[START Dataset content]
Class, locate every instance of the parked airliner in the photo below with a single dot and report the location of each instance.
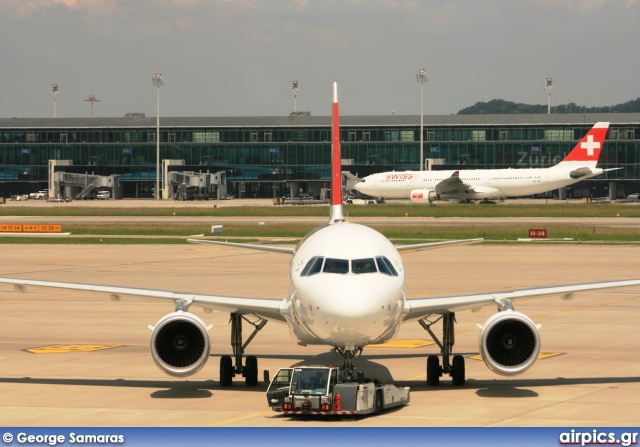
(346, 291)
(474, 184)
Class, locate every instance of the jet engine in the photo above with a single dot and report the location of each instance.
(509, 343)
(180, 344)
(423, 196)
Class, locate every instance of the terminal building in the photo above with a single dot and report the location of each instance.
(288, 156)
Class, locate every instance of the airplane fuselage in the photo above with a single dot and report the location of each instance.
(486, 183)
(343, 292)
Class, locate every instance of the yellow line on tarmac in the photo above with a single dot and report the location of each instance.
(606, 303)
(417, 377)
(574, 309)
(240, 418)
(541, 315)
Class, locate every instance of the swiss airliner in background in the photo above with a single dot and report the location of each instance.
(346, 291)
(474, 184)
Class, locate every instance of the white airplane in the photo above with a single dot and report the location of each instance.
(474, 184)
(347, 291)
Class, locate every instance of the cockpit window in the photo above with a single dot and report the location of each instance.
(385, 266)
(313, 267)
(319, 264)
(340, 266)
(366, 265)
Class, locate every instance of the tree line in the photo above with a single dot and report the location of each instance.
(500, 106)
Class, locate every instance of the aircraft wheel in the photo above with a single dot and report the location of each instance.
(378, 404)
(226, 371)
(457, 370)
(433, 370)
(251, 371)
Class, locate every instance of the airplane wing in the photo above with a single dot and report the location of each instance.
(421, 307)
(452, 184)
(269, 309)
(430, 245)
(286, 250)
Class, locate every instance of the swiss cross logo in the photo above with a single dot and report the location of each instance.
(590, 145)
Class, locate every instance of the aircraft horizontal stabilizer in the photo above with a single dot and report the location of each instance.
(430, 245)
(286, 250)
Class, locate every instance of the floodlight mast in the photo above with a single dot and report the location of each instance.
(421, 77)
(54, 93)
(157, 81)
(548, 86)
(295, 88)
(92, 99)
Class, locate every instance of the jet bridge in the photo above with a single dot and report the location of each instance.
(189, 185)
(66, 184)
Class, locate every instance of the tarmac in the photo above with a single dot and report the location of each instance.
(78, 359)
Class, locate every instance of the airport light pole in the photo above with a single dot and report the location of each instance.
(157, 81)
(92, 99)
(421, 77)
(295, 88)
(548, 86)
(54, 93)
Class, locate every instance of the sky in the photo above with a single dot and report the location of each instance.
(239, 57)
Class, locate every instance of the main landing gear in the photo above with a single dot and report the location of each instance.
(454, 367)
(250, 370)
(348, 355)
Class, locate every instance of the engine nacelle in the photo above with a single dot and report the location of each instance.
(509, 343)
(180, 344)
(423, 196)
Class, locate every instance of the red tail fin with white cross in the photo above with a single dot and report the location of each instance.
(336, 214)
(587, 151)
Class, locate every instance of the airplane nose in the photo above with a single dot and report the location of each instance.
(354, 315)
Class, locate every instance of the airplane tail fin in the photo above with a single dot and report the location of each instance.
(587, 151)
(336, 214)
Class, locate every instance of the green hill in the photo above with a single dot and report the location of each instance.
[END Dataset content]
The request = Could you give again exactly the lines from the line containing "Class, locate every instance of the red" through the final line of the data above, and no others?

Final result =
Class, locate every instance of the red tail fin with white cross in the photo above with a single dot and report the location of each instance.
(336, 214)
(587, 151)
Class, locate every instance of the airplane nose in the photo above with a single dot and report the location of each instance.
(354, 315)
Class, locate every instance of the airplane tail fin in the photo above with a single dot and report the location of each instance.
(587, 151)
(336, 214)
Class, locate every instance of the green hill in the photo above with a single dot and report the location of each instance.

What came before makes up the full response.